EXERCISE DESCRIPTION.
Tally the lines in the listing below that include "dark". Answer with the count and nothing more.

::::::::

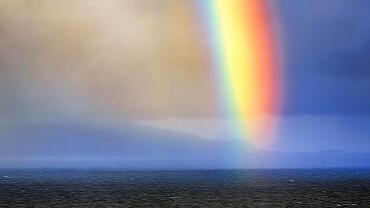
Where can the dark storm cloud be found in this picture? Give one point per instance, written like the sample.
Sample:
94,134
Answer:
327,51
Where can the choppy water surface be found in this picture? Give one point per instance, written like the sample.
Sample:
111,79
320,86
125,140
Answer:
213,188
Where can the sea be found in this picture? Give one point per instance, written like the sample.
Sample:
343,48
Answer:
90,188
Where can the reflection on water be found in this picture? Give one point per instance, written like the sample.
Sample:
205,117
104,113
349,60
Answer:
211,188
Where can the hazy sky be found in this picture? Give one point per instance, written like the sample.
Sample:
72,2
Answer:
109,63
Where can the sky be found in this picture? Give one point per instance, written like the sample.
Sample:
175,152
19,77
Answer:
144,66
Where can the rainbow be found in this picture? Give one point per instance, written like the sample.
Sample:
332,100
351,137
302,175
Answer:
245,64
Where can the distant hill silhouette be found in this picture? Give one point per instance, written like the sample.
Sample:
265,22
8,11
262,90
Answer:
139,147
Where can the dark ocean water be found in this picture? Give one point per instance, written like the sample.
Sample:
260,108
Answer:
209,188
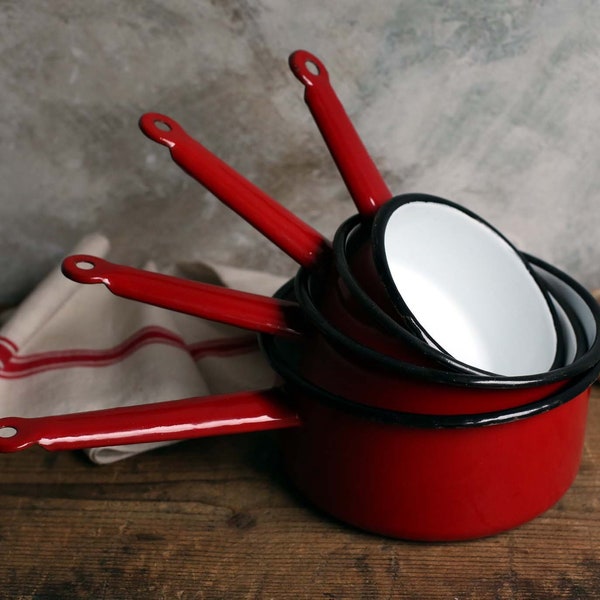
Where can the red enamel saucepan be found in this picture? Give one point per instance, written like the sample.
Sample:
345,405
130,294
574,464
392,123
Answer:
334,359
364,182
297,239
445,270
213,302
420,477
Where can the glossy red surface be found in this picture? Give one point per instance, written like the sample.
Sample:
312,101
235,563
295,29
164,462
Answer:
213,302
430,483
163,421
363,180
297,239
434,484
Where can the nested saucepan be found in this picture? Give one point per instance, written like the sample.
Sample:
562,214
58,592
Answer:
357,291
336,359
455,281
412,476
342,365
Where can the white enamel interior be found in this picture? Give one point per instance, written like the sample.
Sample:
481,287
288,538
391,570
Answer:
469,290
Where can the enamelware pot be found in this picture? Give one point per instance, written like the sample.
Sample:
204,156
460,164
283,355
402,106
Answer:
418,477
337,362
431,477
361,284
460,285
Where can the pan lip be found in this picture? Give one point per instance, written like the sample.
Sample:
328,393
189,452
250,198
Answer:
482,380
378,229
291,377
382,319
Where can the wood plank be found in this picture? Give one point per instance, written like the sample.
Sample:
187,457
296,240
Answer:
216,518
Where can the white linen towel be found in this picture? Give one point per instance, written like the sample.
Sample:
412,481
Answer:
71,347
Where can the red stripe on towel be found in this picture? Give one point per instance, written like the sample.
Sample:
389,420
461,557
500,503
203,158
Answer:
14,367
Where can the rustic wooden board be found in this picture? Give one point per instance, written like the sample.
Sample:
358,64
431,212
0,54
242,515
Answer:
215,518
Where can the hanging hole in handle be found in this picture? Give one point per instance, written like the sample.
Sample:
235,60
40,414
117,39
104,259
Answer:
85,265
162,125
312,67
6,431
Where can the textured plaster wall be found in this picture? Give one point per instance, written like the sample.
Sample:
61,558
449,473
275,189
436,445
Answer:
493,104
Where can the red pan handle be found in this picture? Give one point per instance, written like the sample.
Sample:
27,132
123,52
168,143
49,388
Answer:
213,302
364,182
297,239
163,421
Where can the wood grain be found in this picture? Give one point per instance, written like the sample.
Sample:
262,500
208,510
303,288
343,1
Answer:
215,518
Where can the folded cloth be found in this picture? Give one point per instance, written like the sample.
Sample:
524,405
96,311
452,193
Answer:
71,347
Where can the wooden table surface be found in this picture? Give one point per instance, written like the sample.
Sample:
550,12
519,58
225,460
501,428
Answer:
215,518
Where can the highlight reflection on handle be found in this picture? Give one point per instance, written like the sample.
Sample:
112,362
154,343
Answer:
162,421
297,239
364,182
212,302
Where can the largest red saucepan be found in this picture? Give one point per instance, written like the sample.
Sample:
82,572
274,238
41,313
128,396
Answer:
419,477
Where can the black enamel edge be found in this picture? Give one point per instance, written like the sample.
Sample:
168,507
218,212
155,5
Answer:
352,225
378,229
276,356
342,239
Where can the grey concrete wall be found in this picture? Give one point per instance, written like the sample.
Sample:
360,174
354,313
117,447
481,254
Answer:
493,104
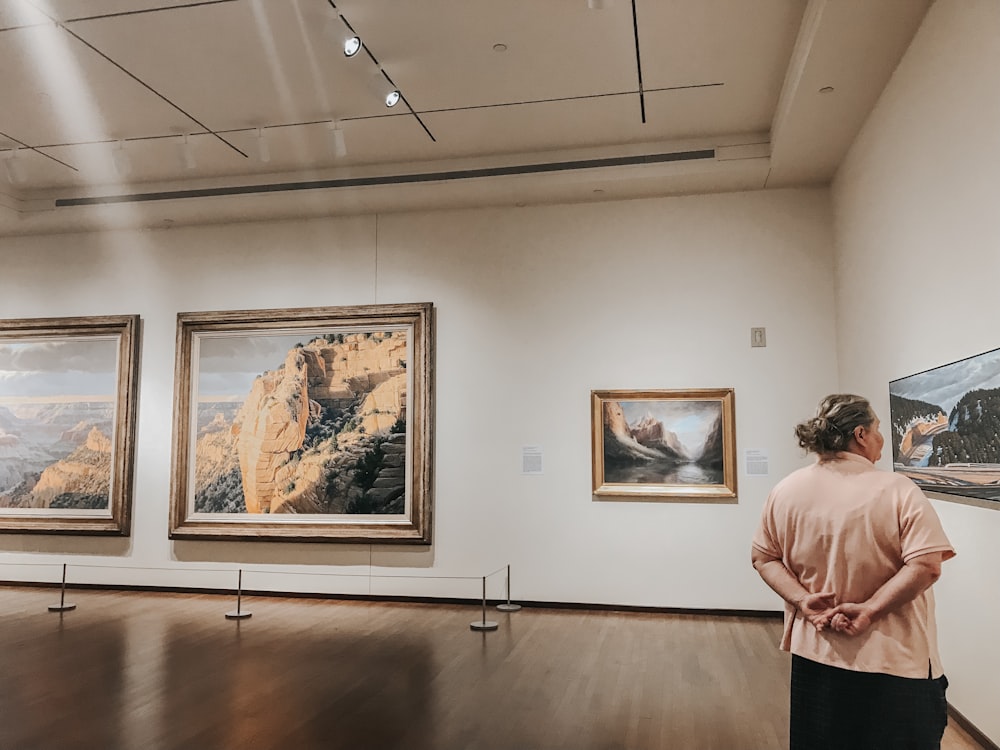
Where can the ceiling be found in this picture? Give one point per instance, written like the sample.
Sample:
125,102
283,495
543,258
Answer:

::::::::

ANSWER SPACE.
2